▶ **WHAT YOU WILL DO**
Reproduce each record below exactly as written.

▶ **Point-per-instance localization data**
********************

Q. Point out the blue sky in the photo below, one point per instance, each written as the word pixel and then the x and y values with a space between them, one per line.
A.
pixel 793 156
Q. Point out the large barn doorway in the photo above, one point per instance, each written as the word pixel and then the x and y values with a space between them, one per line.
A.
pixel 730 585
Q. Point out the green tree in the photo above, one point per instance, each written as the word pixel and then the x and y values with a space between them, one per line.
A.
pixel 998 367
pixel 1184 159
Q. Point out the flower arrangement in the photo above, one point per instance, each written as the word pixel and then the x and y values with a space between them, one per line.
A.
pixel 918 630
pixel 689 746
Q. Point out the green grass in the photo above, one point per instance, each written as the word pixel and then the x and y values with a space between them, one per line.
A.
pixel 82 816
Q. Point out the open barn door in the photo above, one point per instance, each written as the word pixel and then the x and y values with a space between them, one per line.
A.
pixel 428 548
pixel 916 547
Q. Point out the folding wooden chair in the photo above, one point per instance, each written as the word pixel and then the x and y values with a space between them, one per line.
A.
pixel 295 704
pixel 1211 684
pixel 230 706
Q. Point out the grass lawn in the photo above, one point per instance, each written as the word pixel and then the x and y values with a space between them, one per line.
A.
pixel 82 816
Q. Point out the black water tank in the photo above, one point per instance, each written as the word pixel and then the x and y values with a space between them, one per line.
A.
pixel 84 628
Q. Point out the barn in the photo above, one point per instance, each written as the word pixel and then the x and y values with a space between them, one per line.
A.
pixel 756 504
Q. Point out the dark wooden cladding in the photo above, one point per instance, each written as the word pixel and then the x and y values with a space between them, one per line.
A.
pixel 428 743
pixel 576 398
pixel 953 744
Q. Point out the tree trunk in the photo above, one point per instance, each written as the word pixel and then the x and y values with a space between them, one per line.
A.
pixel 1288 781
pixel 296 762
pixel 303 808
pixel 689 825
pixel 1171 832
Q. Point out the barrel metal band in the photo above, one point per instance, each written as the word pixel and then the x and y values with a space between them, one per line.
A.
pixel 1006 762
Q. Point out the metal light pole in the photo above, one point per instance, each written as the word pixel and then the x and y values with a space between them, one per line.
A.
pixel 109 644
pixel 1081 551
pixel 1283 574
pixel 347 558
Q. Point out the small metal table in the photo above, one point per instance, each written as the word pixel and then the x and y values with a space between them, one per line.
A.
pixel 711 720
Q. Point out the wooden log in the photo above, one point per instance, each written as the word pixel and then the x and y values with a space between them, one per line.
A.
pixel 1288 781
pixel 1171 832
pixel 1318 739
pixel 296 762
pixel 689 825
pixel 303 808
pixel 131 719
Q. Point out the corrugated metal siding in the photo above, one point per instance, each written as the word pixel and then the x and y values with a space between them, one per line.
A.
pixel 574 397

********************

▶ **RESPONSE TO THE EXERCISE**
Q. Point out the blue sky in the photo below, one point per instance, each written as the word pixel and then the x and y values with a space between them, one per line.
A.
pixel 793 156
Q. Point out the large barn doorway in the photo above, one point per instance, each written as the word pixel and then the x and y values with a space between them, one per line.
A.
pixel 730 585
Q. Point out the green tree in the photo above, one point per instance, each written as the word pixel and then the x and y values with a space between them, one per line.
A.
pixel 998 367
pixel 1184 159
Q. Point out the flower arrangement in the photo above, one point per instance, each written as the word pixel and then the x and y values with a space between them, one per line.
A.
pixel 918 630
pixel 689 746
Q. Point out the green grass in the photo above, one point per instance, each written as the word pixel and then the x and y values with a space between them, one per line.
A.
pixel 82 816
Q. Point out the open barn door in the photo above, one point per instance, each written as the word pixel and then the x and y values with a space between them, one per line.
A.
pixel 428 548
pixel 916 547
Q. Point out the folding wooden chair in the photo above, one point per instance, each written as the word pixel and then the x and y values with a space between them, one per line.
A.
pixel 295 704
pixel 1211 684
pixel 230 706
Q. Point out the grass lawn in the photo above, one point per instance, each written as the word pixel and then the x and y values with a space between them, one per line.
A.
pixel 82 816
Q. Point out the black water tank in the photo above, one point per instance, each written as the word pixel and then the x and y values with a space between them, one per line.
A.
pixel 84 628
Q. Point out the barn in the photo above, one point per instance, each written as the word pixel and then the x and y values with a space between them, one per line.
A.
pixel 756 504
Q. Point out the dark wooden cladding in the photo above, one point per instance, each written as the word pixel and then the x and y values with a space between them, one per line.
A.
pixel 428 743
pixel 576 398
pixel 953 744
Q. Point out the tree trunk in the photo above, one point per instance, each written as the word pixel and then the x and y values with a space between them, one per line.
A.
pixel 1288 781
pixel 296 762
pixel 303 808
pixel 689 825
pixel 1171 832
Q. Point out the barrel metal band in the photo above, one point per instance, each written as the word pixel and then the x and y values with a space between them, one per line.
A.
pixel 1006 762
Q. Point out the metal light pole in the photo above, one point per instance, each written as the word pixel and then the x and y values with a space between them, one per line.
A.
pixel 109 644
pixel 1081 551
pixel 1283 574
pixel 347 558
Q. Point out the small metal table in the photo above, one point per instance, each written as the word pixel and then the x and y values with a space between them, one per line.
A.
pixel 711 720
Q. Point out the wooden log in the photo above, one point per instance, each written as the word pixel and then the x and y values with a space between them, one per line.
A.
pixel 1288 781
pixel 1171 832
pixel 1318 739
pixel 296 762
pixel 689 825
pixel 303 808
pixel 131 719
Q. Point out the corrugated metal siding in the photo above, one point per instance, each written as the word pixel and then the x and y values with a space between them, one per line.
A.
pixel 574 397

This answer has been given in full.